- Provided text:
○ ○ ○

Dragica RAJČIĆ HOLZNER

...does having lived in hardship make one softer, does it leave room for other hardships?...

Dragica RAJČIĆ HOLZNER lives in Zürich and Innsbruck. In German, she has published poems, prose dramas and novels.  A winner of Germany’s Chamisso Prize in Literature and Italy’s Merano Poetry Prize, she is an independent author and organizer of social and cultural events in Switzerland, Austria, Croatia, and elsewhere in Europe.

 

Kad je bio rat, tako počinju sve priče koje nitko nije htio slušati i mi ich danas opet pričamo, kad je počeo 1991 rat


When the war, that’s how the stories begin none of us children wanted to hear, that’s how i wanted to begin this morning, when the war started i asked myself, will it happen like a script with an ending that’s already written? Mama said my daughter, in 1991 there was no word from the government, no idea whether to run or stay. Later Vedran my brother the soldier will say, the worst on the front was shooting without having music, the cowboy movies kind.

I look at the books on our shelves of which there probably are more than 5000 and all describe how to deal with a crisis, a shock, a trauma, how the thinking goes, how society is put together. Not just that--anyone with a computer can (still) freely write up her or his thoughts. And those who have a say still speak for are mouthpieces for those who don’t have a say, or at least that’s what they think.

○ ○ ○

- Excerpts of location labeling data:
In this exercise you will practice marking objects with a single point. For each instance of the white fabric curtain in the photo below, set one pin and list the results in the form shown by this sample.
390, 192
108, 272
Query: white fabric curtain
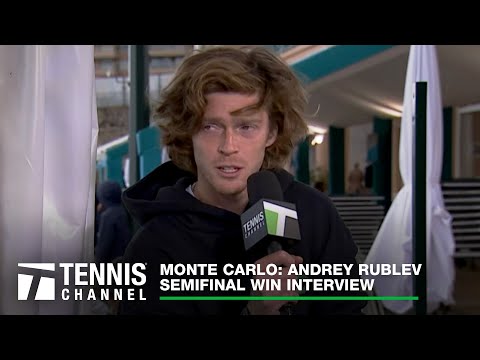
48, 141
393, 243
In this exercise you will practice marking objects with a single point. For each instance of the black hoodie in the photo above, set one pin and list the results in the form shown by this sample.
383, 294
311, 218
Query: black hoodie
177, 228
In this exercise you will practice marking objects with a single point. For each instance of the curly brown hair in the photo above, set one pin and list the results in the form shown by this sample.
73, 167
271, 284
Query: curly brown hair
247, 70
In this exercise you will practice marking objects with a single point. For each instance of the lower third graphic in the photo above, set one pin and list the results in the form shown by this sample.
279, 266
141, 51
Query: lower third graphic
45, 286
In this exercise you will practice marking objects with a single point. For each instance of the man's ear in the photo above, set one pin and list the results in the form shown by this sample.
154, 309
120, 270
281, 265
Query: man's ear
272, 136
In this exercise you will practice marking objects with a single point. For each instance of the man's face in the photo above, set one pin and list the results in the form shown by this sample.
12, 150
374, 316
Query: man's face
230, 145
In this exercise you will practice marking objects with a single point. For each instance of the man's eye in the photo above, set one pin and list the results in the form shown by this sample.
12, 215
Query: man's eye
247, 127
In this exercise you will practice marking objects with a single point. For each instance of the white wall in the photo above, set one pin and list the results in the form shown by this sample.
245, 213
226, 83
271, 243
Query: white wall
357, 146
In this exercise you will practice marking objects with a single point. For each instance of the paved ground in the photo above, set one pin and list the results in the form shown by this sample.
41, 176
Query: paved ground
467, 289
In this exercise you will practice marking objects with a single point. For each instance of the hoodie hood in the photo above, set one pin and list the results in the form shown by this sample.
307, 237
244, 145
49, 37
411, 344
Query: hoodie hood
163, 192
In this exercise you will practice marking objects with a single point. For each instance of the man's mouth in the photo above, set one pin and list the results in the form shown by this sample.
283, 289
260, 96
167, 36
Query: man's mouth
229, 169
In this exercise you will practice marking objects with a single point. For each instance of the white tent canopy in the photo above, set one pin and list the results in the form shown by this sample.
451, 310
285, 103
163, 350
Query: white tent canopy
48, 117
393, 244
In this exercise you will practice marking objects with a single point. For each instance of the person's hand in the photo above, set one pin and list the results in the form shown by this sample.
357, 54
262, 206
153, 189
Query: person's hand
272, 307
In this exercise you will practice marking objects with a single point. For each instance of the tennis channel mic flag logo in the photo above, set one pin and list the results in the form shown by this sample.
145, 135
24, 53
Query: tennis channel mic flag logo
37, 281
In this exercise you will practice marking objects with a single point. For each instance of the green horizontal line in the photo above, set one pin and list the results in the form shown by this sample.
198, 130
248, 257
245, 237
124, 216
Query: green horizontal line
288, 298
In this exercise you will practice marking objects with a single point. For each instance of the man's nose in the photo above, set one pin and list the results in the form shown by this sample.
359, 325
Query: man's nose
228, 145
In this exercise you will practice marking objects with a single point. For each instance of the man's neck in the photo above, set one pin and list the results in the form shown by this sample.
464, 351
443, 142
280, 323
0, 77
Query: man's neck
234, 203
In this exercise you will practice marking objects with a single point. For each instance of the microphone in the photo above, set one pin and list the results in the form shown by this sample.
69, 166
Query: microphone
269, 224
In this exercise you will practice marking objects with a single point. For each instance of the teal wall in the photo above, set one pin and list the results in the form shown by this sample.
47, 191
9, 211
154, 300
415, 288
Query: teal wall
336, 173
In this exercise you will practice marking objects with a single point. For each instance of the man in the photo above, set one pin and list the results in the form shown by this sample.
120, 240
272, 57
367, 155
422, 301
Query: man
114, 231
227, 114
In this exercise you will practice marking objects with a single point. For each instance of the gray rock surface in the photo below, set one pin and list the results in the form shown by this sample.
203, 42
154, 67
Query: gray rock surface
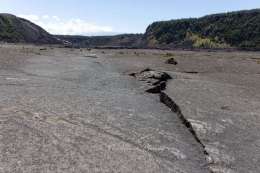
62, 112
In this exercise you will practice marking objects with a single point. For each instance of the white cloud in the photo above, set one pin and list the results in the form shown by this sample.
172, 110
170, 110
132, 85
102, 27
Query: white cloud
56, 25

○ ○ ○

- Requirements:
A – Which two prizes has Dragica Rajčić Holzner won, according to the Dragica Rajčić Holzner text?
B – Write the next part of the Dragica Rajčić Holzner text, picking up after its final sentence.

- Final results:
A – Germany's Chamisso Prize in Literature and Italy's Merano Poetry Prize.

B –
I get requests to write about that time so that it all is more  «live» so that one is streamed live as it were, so the ego keeps writing, busy among its peers, and that doesn’t feel right,  as the strength of literature is precisely its distance, slowness, its second-thoughtness, its wrestle with the questioning of what is, what was, and how, and all that instant packaging of the crisis may have entertainment value but weakens my faith in the belatedness of the Word.

And while I’m writing that, two thoughts are crossing my head.

It isn’t like that: what most bothered you in 1991 and in 2020 is the moralizing word-outpour of the selfrighteous-allknowers, who’d never been forced to actually take action but yet made themselves out to be Experts on Living and Dying. Those who put their writing hand above the written word, l’art pour l’art, the ‘Literatentum’ Hermann Broch wrote about, but in reality only think of self-worth.

At that time i was writing a column for the Friedenszeitung (Peace Journal) and collecting sponsorships for war victims so my word would have some weight, would be a living word.  And today I sit in my home-by-marriage Austria, listening, watching, reading about what is and how it happened to us the way it did, and I end with the sentence When the war started in 1991 i wanted to destroy all those books since they each and all failed at imprinting the human brain with a marker for peace. Today 2020 I read Alice in Wonderland to my granddaughter and send it to the land where she escaped the war in Ukraine, to Switzerland.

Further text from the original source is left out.